**ASSIGNED TASK**
When you reach the line with "Category: blue cross on white flag" in the data below, begin printing lines exactly, and stop once the line with "such as [241,222]." has been printed.
### SUPPLIED DATA ###
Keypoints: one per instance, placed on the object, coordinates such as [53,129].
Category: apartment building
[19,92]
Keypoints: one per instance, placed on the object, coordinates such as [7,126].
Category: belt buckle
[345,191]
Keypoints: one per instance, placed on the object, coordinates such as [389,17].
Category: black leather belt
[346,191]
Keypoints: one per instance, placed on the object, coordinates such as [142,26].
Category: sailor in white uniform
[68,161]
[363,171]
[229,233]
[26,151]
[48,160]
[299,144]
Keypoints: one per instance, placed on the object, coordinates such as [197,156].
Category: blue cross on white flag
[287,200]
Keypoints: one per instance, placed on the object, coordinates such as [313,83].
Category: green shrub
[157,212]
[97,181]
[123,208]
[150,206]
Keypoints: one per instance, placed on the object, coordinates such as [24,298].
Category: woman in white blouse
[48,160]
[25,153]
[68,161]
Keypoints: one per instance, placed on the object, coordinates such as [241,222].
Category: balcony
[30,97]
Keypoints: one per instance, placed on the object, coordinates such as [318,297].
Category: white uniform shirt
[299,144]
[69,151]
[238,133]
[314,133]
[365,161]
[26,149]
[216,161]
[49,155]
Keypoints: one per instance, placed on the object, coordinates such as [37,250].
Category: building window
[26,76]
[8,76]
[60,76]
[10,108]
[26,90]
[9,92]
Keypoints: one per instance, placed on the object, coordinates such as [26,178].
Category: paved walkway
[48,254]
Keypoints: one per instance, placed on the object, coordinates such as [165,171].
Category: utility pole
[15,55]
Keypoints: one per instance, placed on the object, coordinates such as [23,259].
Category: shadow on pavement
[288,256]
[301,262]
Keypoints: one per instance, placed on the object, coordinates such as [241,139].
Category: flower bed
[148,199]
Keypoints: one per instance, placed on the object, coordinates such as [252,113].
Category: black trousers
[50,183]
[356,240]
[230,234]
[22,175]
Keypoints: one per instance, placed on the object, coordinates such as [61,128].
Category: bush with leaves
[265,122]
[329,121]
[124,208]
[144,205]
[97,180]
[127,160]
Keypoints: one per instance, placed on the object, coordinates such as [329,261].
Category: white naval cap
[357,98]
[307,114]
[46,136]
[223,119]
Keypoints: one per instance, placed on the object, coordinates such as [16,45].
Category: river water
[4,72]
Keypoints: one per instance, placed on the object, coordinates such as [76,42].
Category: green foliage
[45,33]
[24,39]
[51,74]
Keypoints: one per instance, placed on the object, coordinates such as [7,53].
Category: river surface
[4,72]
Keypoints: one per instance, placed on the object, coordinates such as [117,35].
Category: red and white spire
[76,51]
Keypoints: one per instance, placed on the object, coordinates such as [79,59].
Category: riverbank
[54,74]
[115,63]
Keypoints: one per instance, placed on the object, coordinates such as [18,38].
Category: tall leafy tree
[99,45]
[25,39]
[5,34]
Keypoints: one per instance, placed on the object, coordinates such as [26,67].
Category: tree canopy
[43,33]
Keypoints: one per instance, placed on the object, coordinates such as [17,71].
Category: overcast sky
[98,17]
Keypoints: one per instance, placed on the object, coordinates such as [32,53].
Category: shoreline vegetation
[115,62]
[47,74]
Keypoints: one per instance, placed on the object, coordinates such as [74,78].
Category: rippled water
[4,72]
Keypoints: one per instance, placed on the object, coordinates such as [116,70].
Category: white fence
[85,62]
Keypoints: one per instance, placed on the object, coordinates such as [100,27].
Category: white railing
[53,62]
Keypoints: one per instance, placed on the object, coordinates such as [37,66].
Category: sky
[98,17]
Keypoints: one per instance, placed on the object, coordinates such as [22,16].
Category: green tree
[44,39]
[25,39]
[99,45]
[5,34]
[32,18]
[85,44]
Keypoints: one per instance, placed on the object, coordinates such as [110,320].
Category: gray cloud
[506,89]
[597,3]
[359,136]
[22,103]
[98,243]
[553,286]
###
### SUPPLIED DATA ###
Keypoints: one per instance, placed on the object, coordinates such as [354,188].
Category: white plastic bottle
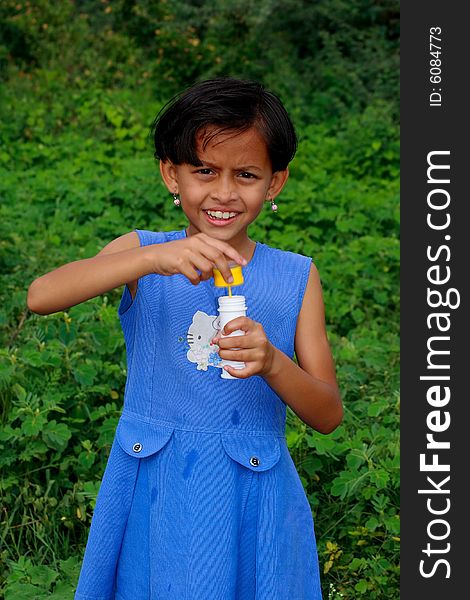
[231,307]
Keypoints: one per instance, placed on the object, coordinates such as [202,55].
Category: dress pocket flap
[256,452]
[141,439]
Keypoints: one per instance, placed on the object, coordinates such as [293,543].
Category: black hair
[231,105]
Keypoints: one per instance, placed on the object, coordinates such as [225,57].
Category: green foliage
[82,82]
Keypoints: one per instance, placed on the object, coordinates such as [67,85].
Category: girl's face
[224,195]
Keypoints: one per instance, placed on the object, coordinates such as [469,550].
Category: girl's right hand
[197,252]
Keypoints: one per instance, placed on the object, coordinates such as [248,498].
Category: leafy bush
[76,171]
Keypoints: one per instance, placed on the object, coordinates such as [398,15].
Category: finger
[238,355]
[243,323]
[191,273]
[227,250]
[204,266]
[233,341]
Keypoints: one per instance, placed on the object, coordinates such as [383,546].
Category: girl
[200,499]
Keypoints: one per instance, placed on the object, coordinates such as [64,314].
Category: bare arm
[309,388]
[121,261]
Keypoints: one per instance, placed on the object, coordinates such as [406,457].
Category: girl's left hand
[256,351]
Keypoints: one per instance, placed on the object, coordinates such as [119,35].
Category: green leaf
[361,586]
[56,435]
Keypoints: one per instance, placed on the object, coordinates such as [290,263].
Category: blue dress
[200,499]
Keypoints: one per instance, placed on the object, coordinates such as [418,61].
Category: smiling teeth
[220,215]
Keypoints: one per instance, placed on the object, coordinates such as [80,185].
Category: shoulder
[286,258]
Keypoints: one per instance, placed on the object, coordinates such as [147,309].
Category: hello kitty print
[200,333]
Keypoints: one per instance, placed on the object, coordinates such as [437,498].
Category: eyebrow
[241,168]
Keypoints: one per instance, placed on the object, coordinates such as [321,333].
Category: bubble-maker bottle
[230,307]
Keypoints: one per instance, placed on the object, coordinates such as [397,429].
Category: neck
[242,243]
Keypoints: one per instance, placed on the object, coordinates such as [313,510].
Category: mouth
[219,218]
###
**PROBLEM SOLUTION**
Category: blue cross on white flag
[287,200]
Keypoints: one per instance, placed on the object, coordinates such as [313,83].
Category: green shrub
[157,212]
[97,181]
[123,208]
[150,206]
Keypoints: one per instance, placed on the object, coordinates such as [24,298].
Category: woman in white blouse
[48,160]
[25,153]
[68,161]
Keypoints: one per instance, placed on the object, coordinates such as [241,222].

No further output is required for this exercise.